=== Text shown ===

The Stones River and Tullahoma Campaigns: This Army Does Not Retreat

Christopher L. Kolakowski
The History Press, 2011, 160 pp., $17.95

Reviewed by Gordon Berg

            Reading Chris Kolakowski's monograph on the Stones River and Tullahoma campaigns in Tennessee is like being on a well organized staff ride led by a thoroughly briefed officer.  If all the volumes in The History Press' series honoring the Sesquicentennial of the Civil War are as deftly organized and clearly written as this one, they will be a worthy addition to the historiography of what Robert Penn Warren rightly called “for the American imagination, the great single event of our history.”

            But don't let Kolakowski's conversational tone fool you.  Beneath it lies a keen strategic and tactical analysis of these two frequently overshadowed campaigns.  Kolakowski explains why they were decisive precursors to the more widely known battles that would later open the heartland of the upper South to a relentless tide of blue-coated invaders.    

            The book's first two chapters set the stage for the initial clash between the newly formed Union Army of the Cumberland and the newly named Confederate Army of Tennessee along a clear, limpid stream 30 miles south of Nashville.  Both Union Major General William S. Rosecrans and Confederate Lieutenant General Braxton Bragg had the same New Year's Eve 1862 battle plan; hold on the right and turn the other's left flank.

=== Data provided ===

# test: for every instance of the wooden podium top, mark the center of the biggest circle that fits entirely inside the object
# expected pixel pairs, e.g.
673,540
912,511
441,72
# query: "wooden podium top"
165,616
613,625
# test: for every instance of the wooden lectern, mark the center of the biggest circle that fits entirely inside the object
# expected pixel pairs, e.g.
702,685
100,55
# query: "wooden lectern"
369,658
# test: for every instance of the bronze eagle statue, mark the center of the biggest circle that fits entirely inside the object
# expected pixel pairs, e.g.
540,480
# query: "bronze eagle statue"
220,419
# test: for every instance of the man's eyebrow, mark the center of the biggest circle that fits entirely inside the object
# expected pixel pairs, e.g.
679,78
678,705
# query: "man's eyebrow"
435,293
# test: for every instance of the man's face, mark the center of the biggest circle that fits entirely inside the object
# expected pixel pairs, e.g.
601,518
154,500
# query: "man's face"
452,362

===
=== Data provided ===

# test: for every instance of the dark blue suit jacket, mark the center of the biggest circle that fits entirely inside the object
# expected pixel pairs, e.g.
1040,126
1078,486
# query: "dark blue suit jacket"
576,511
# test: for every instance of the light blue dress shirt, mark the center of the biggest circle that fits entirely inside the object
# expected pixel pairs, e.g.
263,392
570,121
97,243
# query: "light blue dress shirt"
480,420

===

Request 1:
Answer these questions about the book review:
(a) Which publisher released the book, and in what year?
(b) According to the review, what did Robert Penn Warren call the Civil War?
(c) How far south of Nashville was the stream where the two armies first clashed?
Request 2: Quote the book review between "But don't let" and "other's left flank.", inclusive.
Request 3:
Does the book review support each statement? Answer yes or no for each, and quote the words that decide it.
(a) The book is 160 pages long.
(b) Braxton Bragg held the rank of major general.
(c) Rosecrans and Bragg had the same battle plan for New Year's Eve 1862.
These entries are separate material and not part of the book review.

Complete response 1:
(a) The History Press, 2011.
(b) "for the American imagination, the great single event of our history."
(c) 30 miles.

Complete response 2:
But don't let Kolakowski's conversational tone fool you.  Beneath it lies a keen strategic and tactical analysis of these two frequently overshadowed campaigns.  Kolakowski explains why they were decisive precursors to the more widely known battles that would later open the heartland of the upper South to a relentless tide of blue-coated invaders.    

            The book's first two chapters set the stage for the initial clash between the newly formed Union Army of the Cumberland and the newly named Confederate Army of Tennessee along a clear, limpid stream 30 miles south of Nashville.  Both Union Major General William S. Rosecrans and Confederate Lieutenant General Braxton Bragg had the same New Year's Eve 1862 battle plan; hold on the right and turn the other's left flank.

Complete response 3:
(a) Yes: "160 pp."
(b) No: "Confederate Lieutenant General Braxton Bragg"
(c) Yes: "had the same New Year's Eve 1862 battle plan"